Record set:
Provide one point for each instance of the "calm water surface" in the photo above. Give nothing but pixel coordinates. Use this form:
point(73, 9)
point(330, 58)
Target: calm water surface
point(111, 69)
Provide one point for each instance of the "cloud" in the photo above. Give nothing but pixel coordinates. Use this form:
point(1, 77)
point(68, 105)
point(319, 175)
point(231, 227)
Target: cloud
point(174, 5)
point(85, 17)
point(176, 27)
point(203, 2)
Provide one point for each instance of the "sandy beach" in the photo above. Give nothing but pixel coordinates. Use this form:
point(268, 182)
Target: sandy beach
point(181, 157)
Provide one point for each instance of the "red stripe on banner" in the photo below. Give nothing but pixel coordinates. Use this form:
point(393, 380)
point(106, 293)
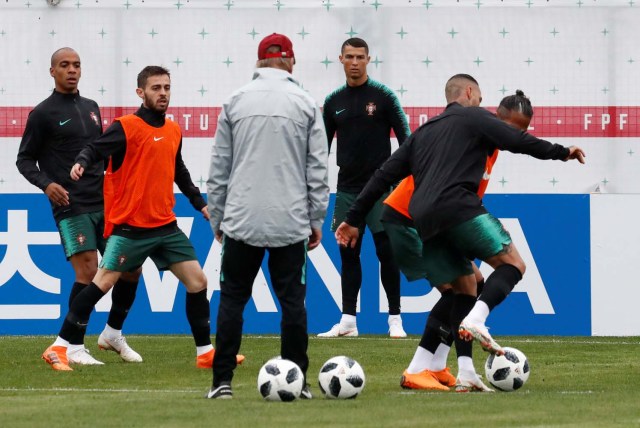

Exercise aim: Would you return all of the data above word for word, omitting every picture?

Response for this exercise:
Provide one point for each instance of the "calm water surface" in the photo above. Give nothing but pixel coordinates. Use this form:
point(73, 9)
point(330, 58)
Target: calm water surface
point(111, 69)
Provide one point for each instance of the "cloud" in the photo above. Give nothing but pixel coordinates. Use this form:
point(1, 77)
point(68, 105)
point(319, 175)
point(231, 227)
Target: cloud
point(174, 5)
point(85, 17)
point(176, 27)
point(203, 2)
Provide one point for each instance of the "sandy beach" in the photo above. Give nothing but pixel coordinates. Use this form:
point(268, 182)
Target: sandy beach
point(181, 157)
Provide one point for each instance of the "red stripe on banner" in the photo below. Give nothing but pixel coordinates. Use this form:
point(393, 380)
point(106, 293)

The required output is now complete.